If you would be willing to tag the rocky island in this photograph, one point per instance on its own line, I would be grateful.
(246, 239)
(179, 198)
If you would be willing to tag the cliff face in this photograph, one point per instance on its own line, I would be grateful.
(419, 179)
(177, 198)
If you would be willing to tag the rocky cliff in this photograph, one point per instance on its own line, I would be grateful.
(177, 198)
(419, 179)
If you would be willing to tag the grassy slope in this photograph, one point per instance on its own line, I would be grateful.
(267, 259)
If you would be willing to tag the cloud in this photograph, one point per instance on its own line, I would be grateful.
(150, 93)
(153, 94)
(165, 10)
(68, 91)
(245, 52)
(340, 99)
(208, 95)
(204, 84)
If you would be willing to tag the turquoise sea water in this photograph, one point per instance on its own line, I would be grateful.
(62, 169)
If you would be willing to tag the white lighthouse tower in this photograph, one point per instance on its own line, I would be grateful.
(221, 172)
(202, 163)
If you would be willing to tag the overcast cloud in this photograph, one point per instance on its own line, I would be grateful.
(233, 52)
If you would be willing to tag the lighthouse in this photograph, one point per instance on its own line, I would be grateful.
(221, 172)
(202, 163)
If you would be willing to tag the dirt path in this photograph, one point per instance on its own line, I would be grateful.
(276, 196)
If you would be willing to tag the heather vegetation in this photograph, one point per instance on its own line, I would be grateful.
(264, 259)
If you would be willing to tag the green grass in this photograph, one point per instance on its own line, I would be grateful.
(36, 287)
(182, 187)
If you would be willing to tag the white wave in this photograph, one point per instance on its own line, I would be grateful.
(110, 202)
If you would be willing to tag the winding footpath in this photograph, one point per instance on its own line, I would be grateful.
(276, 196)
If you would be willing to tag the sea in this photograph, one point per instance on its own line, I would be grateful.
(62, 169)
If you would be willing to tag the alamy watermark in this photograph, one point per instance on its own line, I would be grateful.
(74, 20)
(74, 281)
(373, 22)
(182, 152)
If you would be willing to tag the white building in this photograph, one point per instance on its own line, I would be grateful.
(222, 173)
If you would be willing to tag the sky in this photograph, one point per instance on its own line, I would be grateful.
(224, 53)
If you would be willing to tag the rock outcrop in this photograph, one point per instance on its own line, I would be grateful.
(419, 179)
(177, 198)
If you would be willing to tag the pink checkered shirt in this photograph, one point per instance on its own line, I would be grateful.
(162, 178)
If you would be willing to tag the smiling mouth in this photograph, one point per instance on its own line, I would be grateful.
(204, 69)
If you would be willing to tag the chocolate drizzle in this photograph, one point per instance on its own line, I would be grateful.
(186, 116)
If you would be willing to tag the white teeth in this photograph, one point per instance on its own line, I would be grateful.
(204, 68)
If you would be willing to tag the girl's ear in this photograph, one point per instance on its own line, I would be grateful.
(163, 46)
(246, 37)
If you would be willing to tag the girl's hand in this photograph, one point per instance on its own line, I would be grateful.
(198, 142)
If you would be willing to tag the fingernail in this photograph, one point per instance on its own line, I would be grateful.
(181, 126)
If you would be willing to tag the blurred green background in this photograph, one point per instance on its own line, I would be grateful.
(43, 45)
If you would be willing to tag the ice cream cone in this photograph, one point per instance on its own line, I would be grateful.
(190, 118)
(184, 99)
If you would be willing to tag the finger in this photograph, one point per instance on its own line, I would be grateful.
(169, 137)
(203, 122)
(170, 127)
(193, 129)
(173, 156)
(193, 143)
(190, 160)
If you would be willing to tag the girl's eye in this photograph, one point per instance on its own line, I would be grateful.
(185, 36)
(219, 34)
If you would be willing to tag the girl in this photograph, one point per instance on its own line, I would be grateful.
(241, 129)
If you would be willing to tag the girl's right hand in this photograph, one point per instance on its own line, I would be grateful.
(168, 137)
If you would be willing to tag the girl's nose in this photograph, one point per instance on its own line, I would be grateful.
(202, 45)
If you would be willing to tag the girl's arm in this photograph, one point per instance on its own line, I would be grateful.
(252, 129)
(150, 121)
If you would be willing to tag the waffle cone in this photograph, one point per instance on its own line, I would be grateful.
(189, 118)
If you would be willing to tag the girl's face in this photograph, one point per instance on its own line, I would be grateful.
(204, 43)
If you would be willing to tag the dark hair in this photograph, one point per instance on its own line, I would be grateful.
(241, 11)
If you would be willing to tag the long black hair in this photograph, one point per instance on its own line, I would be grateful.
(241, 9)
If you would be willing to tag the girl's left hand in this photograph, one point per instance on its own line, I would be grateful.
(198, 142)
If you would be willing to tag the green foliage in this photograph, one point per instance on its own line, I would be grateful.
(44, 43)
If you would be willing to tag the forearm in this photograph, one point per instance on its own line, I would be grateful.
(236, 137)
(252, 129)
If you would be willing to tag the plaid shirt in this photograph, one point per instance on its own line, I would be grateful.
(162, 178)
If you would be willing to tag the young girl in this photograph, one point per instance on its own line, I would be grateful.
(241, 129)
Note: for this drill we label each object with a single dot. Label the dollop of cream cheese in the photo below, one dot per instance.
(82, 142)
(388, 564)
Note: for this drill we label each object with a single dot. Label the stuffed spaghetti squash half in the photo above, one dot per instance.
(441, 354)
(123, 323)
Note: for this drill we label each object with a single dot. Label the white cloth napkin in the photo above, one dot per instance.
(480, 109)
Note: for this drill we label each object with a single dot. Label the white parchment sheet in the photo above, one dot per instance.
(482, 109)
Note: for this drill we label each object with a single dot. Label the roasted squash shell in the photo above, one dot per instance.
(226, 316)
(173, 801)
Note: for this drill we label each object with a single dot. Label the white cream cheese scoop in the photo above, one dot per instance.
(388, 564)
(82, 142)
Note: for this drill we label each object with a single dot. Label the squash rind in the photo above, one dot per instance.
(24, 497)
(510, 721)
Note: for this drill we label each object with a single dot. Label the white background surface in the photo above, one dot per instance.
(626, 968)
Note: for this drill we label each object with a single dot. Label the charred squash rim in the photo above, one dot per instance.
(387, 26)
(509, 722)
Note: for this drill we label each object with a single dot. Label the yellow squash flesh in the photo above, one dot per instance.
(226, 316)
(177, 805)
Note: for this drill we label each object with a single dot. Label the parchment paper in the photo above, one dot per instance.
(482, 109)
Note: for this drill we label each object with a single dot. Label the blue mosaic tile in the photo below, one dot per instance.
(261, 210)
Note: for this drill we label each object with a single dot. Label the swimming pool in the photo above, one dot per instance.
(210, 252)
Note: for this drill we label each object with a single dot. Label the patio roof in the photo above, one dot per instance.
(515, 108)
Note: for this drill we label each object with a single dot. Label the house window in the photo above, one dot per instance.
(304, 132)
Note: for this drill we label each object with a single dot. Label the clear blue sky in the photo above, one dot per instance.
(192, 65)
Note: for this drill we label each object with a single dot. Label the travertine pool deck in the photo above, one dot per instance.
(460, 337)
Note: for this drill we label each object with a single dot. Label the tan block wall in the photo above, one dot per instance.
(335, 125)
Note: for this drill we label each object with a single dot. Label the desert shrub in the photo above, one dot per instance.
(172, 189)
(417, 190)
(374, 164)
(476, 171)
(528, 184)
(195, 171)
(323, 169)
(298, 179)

────────

■ What to do ■
Write out all the entries exactly.

■ Result for this task ■
If you would be willing to tag the rocky island in this photograph, one point per instance on its own line, I would be grateful.
(246, 239)
(179, 198)
If you would be willing to tag the cliff face in this photograph, one point per instance on its own line, I would be grateful.
(419, 179)
(177, 198)
If you would be willing to tag the rocky cliff in this photograph, one point per instance on its own line, I would be grateful.
(177, 198)
(419, 179)
If you would be willing to tag the grassy slope in this photograph, one point per instance on its own line, I would be grateful.
(267, 259)
If you would be willing to tag the cloud in this photograph, one point per instance on its own line, I would be grateful.
(150, 93)
(153, 94)
(165, 10)
(68, 91)
(245, 52)
(340, 99)
(208, 95)
(204, 84)
If you would be willing to tag the turquoise sea water in this photograph, one point per instance on its own line, I would be grateful.
(62, 169)
If you would be willing to tag the white lighthouse tower in this photograph, one point per instance on its own line, I would be grateful.
(221, 172)
(202, 163)
If you would be willing to tag the overcast cloud in this photograph, one point per instance on its own line, I would be grateful.
(233, 52)
If you would be willing to tag the lighthouse in this photograph, one point per instance on its own line, I would be grateful.
(221, 172)
(202, 163)
If you would be willing to tag the dirt path in this photograph, one point per instance on its own line, I would be grateful.
(276, 196)
If you would be willing to tag the heather vegetation in this photograph, one point per instance on its own line, I would be grateful.
(264, 259)
If you would be willing to tag the green grass in this photograph, one point per instance on its own line, I would be grateful.
(36, 287)
(182, 187)
If you would be willing to tag the white wave in this photograph, one point per instance on its own line, I would be grateful.
(110, 202)
If you would be willing to tag the winding footpath in this photograph, one point per instance on its own line, I would be grateful.
(276, 196)
If you would be willing to tag the sea in this photograph, one point per instance on its own line, I would be grateful.
(62, 169)
If you would be willing to tag the alamy watermark in this photograph, one point per instance on its own line, I would be grateful.
(74, 20)
(74, 281)
(373, 22)
(182, 152)
If you would be willing to tag the white building in this photograph, one point per instance on its own line, I would be grateful.
(222, 173)
If you would be willing to tag the sky in this photograph, one point per instance on its own line, I would be grateful.
(224, 53)
If you would be willing to tag the rock outcrop in this photograph, one point per instance on its own line, I would be grateful.
(419, 179)
(177, 198)
If you would be willing to tag the pink checkered shirt in this photograph, one point per instance on its own line, I would be grateful.
(162, 178)
If you would be willing to tag the smiling mouth in this photograph, one point per instance on its own line, I would be grateful.
(204, 69)
If you would be willing to tag the chocolate drizzle in this photograph, one point per instance on its own line, I would be grateful.
(186, 116)
If you would be willing to tag the white teeth in this photograph, one point per instance on its own line, I would be grateful.
(204, 68)
If you would be willing to tag the girl's ear in this photograph, one point per instance on its own line, I would be grateful.
(163, 46)
(246, 37)
If you would be willing to tag the girl's hand in this photograph, one point per instance on its own line, I would be grateful.
(198, 142)
If you would be willing to tag the fingernail in this photograph, one point per instance on its own line, I would be grateful.
(181, 126)
If you would be willing to tag the blurred green background in this photograph, one point per instance on its own line, I would be grateful.
(43, 45)
If you would be willing to tag the ice cream cone in this photograph, one point per instance on its own line, I would be grateful.
(190, 118)
(184, 99)
If you would be willing to tag the finger in this photograph, one point per instance on its own line, I would be grateful.
(169, 137)
(203, 122)
(170, 127)
(193, 129)
(173, 156)
(193, 143)
(190, 160)
If you would be willing to tag the girl's eye in this photograph, one point per instance on its own line, I would be grateful.
(185, 36)
(219, 34)
If you would be willing to tag the girl in this photograph, one point per instance on its own line, I would be grateful.
(241, 129)
If you would be willing to tag the girl's right hand in this photograph, one point per instance on its own line, I would be grateful.
(168, 137)
If you would be willing to tag the girl's nose in this photograph, one point per instance on its own line, I would be grateful.
(202, 45)
If you would be willing to tag the girl's arm in this photograph, one point per instance on its own line, I would be grateful.
(252, 129)
(150, 121)
If you would be willing to tag the waffle cone in this photograph, one point per instance on its own line, I would be grateful.
(189, 118)
If you would be willing to tag the girl's face in this photograph, one point per instance on its own line, I would be grateful.
(204, 43)
If you would be willing to tag the dark hair in this photograph, one point per instance on its own line, I would be grateful.
(241, 11)
If you would be willing to tag the long black hair in this photograph, one point per instance on its own line, I would be grateful.
(241, 9)
If you would be willing to tag the girl's left hand in this photograph, one point per instance on its own line, I would be grateful.
(198, 142)
If you would be willing to tag the green foliage in this photograph, one point per instance on its own line, I would be grateful.
(44, 43)
If you would be willing to tag the forearm in this photograph, one point per instance on its own line, I would be grateful.
(236, 137)
(252, 129)
If you would be willing to tag the plaid shirt in this photograph, one point per instance on its own line, I would be grateful.
(162, 178)
If you would be willing to tag the young girl in this photograph, one point per instance on its own line, I would be grateful.
(241, 129)
Note: for this drill we label each object with a single dot. Label the dollop of cream cheese in the photo below, one dot per instance.
(82, 142)
(388, 564)
Note: for this drill we label each object with a single dot. Label the stuffed spaghetti squash half in the photo above, one dot per instance.
(441, 354)
(123, 323)
Note: for this drill we label each object with a single dot. Label the white cloth napkin in the photo above, one dot per instance.
(480, 109)
Note: for this drill we label each object with a single dot. Label the white parchment sheet in the photo above, one dot per instance.
(482, 109)
Note: for this drill we label each object with a single dot. Label the roasted squash shell in the photo above, one dot per instance.
(226, 316)
(173, 801)
Note: for this drill we label each object with a single dot. Label the white cream cheese scoop in the photo above, one dot per instance.
(388, 564)
(82, 142)
Note: for this drill we label each object with a single dot. Label the squash rind in the photo above, one dot per instance.
(24, 497)
(510, 721)
Note: for this drill we label each object with a single dot. Label the white background surface in the photo above, one dot per instance.
(626, 968)
Note: for this drill we label each object with a single dot. Label the charred squash rim in the photo above, one dot per instance.
(387, 26)
(509, 722)
Note: for this drill we label each object with a single dot. Label the yellow squash flesh in the photo above, one dot per instance.
(226, 316)
(177, 805)
Note: for this drill we label each object with a single dot. Label the parchment paper in the photo above, one dot per instance.
(482, 109)
Note: for this drill we label each object with a single dot. Label the blue mosaic tile in the photo below, one dot per instance.
(261, 210)
Note: for this drill we label each object with a single dot. Label the swimming pool in the photo above, one dot per instance.
(210, 252)
Note: for this drill we label each object with a single dot. Label the patio roof in the photo above, one dot per instance.
(515, 108)
Note: for this drill we label each object with a single dot. Label the house window in the photo above, one dot per instance.
(304, 132)
Note: for this drill we label each object with a single dot. Label the clear blue sky in the photo above, one dot per instance.
(192, 65)
Note: for this drill we label each object with a single dot. Label the travertine pool deck in the photo above, one dot per instance.
(460, 337)
Note: for this drill we label each object with a single dot. Label the tan block wall in the photo above, one dot per instance.
(335, 125)
Note: for this drill we label each object with a single dot. Label the desert shrub in the photo above, one dot per instance.
(172, 189)
(417, 190)
(374, 164)
(476, 171)
(528, 184)
(195, 171)
(323, 169)
(298, 179)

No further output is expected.